BEGIN Passage provided
How bad are sitcom dads really anyway? Fred Flintstone, Ralph Kramden, Ricky Ricardo to the modern-day men of TV like Ray Barone (Everyone Loves Raymond), Doug Heffernan (King of Queens) and Phil Dunphy (Modern Family) are all good role models. All held decent jobs, all were hard working, and none ever cheated on his spouse.
They may have been portrayed as goofballs, but hey, men are goofballs. We laugh, as Homer Simpson often says, because it’s true.
I remember watching a documentary a few years back when they interviewed black kids in Harlem and asked them what they wanted to be when they grew up. The girls, for the most part, wanted to be nurses, lawyers, etc. The boys wanted to play in the NBA.
Now, look again at the ratings above and see what are the most popular shows. Football, baseball, and fake wrestling. How many boys watched convicted felon Ray Lewis against Jacksonville? How many boys watched the St. Louis Cardinals win the World Series — a team whose hitting coach is disgraced Mark McGwire? It will be interesting to see if McGwire makes the trip to the White House, as his last trip to D.C. — as a babbling, teary-eyed witness in front of Congress, too afraid to “man up” and admit his use of steroids — didn’t go so well.
END Passage provided
BEGIN Data excerpts
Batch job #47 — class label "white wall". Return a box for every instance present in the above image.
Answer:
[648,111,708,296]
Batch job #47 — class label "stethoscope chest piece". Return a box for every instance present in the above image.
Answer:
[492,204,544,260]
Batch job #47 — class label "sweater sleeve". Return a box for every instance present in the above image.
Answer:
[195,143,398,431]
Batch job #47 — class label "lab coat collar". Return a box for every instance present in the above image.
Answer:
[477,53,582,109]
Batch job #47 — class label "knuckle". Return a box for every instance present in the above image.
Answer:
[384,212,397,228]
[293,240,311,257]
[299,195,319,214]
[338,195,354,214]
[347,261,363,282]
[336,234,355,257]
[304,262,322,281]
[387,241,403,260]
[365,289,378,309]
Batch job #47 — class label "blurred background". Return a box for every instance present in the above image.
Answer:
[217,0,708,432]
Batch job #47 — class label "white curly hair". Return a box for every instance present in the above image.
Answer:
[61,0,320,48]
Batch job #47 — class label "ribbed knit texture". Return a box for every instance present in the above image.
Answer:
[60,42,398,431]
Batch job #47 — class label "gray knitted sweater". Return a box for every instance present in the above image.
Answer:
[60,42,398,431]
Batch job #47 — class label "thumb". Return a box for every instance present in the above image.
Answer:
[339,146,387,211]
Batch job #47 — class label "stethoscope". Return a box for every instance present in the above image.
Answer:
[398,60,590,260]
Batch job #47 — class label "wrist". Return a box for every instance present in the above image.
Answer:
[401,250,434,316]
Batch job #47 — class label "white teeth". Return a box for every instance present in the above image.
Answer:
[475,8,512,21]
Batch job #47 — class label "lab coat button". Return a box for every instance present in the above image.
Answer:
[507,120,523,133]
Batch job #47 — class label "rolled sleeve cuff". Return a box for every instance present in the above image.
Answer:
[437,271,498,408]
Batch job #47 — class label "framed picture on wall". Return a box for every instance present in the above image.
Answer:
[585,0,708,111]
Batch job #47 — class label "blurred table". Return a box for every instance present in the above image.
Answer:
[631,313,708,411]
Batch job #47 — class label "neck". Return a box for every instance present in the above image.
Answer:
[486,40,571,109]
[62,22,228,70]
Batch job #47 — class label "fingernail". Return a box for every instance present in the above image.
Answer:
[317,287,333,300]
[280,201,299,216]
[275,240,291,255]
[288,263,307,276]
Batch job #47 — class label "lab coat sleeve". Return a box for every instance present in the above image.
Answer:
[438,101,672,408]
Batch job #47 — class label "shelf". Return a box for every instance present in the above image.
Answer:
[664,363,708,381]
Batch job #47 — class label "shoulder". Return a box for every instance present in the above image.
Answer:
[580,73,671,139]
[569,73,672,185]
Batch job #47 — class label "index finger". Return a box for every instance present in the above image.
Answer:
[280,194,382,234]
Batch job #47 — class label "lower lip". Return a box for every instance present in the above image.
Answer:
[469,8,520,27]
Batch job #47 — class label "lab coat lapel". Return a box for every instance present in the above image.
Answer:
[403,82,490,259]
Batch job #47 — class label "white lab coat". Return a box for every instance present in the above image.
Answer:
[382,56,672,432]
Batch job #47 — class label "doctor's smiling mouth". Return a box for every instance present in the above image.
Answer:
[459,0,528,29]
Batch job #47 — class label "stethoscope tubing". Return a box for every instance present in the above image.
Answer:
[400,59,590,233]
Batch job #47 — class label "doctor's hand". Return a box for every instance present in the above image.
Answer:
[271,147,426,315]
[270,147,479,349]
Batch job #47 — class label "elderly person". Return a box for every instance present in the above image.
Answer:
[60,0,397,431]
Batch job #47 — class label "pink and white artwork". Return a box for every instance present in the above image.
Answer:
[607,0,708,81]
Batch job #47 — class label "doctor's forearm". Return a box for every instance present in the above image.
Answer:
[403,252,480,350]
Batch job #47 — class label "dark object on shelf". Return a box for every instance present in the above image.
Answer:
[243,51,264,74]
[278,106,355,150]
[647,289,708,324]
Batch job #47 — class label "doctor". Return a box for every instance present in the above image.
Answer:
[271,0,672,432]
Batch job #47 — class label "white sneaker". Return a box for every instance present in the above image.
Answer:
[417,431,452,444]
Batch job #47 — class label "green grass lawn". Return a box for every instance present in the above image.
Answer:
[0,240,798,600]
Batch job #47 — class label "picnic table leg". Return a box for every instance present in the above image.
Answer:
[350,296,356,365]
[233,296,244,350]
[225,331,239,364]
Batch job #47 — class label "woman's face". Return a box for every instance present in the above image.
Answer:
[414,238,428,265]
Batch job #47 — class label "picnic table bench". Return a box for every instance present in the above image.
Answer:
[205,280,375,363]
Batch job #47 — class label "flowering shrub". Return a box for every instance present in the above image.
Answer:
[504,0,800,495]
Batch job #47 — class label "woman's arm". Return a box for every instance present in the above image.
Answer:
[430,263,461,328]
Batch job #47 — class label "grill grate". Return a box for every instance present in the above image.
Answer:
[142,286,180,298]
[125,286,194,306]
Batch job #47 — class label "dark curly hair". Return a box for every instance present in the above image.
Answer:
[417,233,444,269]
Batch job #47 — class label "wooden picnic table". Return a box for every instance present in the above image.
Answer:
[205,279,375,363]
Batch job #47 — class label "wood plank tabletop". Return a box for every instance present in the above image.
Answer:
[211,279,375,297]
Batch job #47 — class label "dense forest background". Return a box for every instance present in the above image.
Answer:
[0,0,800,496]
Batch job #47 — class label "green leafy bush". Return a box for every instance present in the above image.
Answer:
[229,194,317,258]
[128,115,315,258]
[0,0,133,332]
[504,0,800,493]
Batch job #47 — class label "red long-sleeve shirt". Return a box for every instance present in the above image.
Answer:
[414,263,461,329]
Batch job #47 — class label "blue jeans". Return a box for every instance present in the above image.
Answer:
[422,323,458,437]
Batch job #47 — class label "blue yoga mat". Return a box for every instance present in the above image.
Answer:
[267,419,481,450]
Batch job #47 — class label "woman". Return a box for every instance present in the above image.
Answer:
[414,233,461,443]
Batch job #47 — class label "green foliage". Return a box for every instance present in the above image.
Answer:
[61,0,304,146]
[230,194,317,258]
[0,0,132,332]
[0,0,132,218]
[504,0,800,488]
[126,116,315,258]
END Data excerpts
BEGIN Data excerpts
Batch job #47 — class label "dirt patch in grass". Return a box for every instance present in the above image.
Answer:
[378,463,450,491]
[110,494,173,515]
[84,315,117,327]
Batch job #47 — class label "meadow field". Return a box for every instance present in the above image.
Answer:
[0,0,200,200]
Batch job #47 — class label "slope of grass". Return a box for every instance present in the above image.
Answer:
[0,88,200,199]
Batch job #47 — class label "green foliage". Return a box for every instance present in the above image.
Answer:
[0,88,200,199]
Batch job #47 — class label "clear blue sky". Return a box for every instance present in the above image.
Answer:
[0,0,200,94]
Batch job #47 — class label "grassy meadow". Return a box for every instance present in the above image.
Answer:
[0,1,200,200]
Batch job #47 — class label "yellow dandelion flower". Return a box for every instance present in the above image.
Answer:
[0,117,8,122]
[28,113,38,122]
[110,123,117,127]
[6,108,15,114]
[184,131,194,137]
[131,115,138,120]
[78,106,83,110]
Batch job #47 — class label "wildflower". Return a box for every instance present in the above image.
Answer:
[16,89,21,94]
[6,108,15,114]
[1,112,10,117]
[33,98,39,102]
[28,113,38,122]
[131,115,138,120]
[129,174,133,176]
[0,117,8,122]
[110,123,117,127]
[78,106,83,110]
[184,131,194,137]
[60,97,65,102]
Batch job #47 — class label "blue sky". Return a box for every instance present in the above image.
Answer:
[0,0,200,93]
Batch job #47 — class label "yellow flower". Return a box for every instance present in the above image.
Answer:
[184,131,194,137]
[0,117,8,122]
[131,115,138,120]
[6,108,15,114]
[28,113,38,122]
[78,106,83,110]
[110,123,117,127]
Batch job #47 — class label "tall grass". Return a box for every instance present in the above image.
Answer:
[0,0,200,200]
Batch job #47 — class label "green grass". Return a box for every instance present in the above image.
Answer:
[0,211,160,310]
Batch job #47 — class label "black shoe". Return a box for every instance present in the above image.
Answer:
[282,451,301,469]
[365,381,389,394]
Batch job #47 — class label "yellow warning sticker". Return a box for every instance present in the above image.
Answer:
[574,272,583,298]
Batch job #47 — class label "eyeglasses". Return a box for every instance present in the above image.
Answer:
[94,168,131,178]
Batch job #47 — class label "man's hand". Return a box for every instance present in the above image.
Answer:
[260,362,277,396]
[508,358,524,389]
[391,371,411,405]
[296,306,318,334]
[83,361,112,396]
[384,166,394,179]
END Data excerpts
## Problems
(A) Summarize the passage on sitcom dads in two sentences.
(B) Translate this sentence from the passage on sitcom dads into Spanish: "All held decent jobs, all were hard working, and none ever cheated on his spouse."
(C) Reproduce the part of the passage on sitcom dads starting at "How bad are" and ending at "because it’s true.".

## Solutions to each task
(A) The passage argues that TV sitcom fathers, from Fred Flintstone and Ralph Kramden to Ray Barone and Phil Dunphy, are good role models because they held decent jobs, worked hard, and never cheated on their spouses, even though they were shown as goofballs. It then recalls a documentary in which Harlem boys said they wanted to play in the NBA, and it notes that the most popular shows are football, baseball, and fake wrestling, featuring figures such as convicted felon Ray Lewis and disgraced hitting coach Mark McGwire.

(B) Todos tenían empleos decentes, todos eran trabajadores y ninguno engañó nunca a su esposa.

(C)
How bad are sitcom dads really anyway? Fred Flintstone, Ralph Kramden, Ricky Ricardo to the modern-day men of TV like Ray Barone (Everyone Loves Raymond), Doug Heffernan (King of Queens) and Phil Dunphy (Modern Family) are all good role models. All held decent jobs, all were hard working, and none ever cheated on his spouse.
They may have been portrayed as goofballs, but hey, men are goofballs. We laugh, as Homer Simpson often says, because it’s true.